=== Excerpted records ===
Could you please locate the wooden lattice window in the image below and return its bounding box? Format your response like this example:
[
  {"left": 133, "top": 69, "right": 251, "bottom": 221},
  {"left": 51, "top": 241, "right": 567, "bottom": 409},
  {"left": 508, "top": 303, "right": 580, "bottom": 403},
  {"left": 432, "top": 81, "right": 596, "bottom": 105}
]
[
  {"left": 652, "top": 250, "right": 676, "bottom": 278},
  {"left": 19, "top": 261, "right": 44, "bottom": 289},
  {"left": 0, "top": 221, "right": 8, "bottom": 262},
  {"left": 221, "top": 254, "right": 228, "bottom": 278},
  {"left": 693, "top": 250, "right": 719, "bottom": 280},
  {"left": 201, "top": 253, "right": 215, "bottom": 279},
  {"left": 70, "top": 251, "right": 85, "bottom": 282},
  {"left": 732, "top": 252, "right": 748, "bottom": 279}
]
===
_Instructions for the task_. Could you restate the listing above word for word?

_Output for this task_.
Could you please locate the wooden lattice window in the image below and return its bounding box? Format your response like this example:
[
  {"left": 133, "top": 69, "right": 251, "bottom": 221},
  {"left": 51, "top": 241, "right": 567, "bottom": 409},
  {"left": 508, "top": 303, "right": 580, "bottom": 403},
  {"left": 432, "top": 81, "right": 596, "bottom": 105}
]
[
  {"left": 652, "top": 250, "right": 676, "bottom": 278},
  {"left": 19, "top": 261, "right": 44, "bottom": 289},
  {"left": 0, "top": 221, "right": 8, "bottom": 262},
  {"left": 221, "top": 254, "right": 228, "bottom": 278},
  {"left": 693, "top": 250, "right": 719, "bottom": 280},
  {"left": 201, "top": 253, "right": 215, "bottom": 279},
  {"left": 70, "top": 251, "right": 85, "bottom": 282},
  {"left": 732, "top": 252, "right": 748, "bottom": 279}
]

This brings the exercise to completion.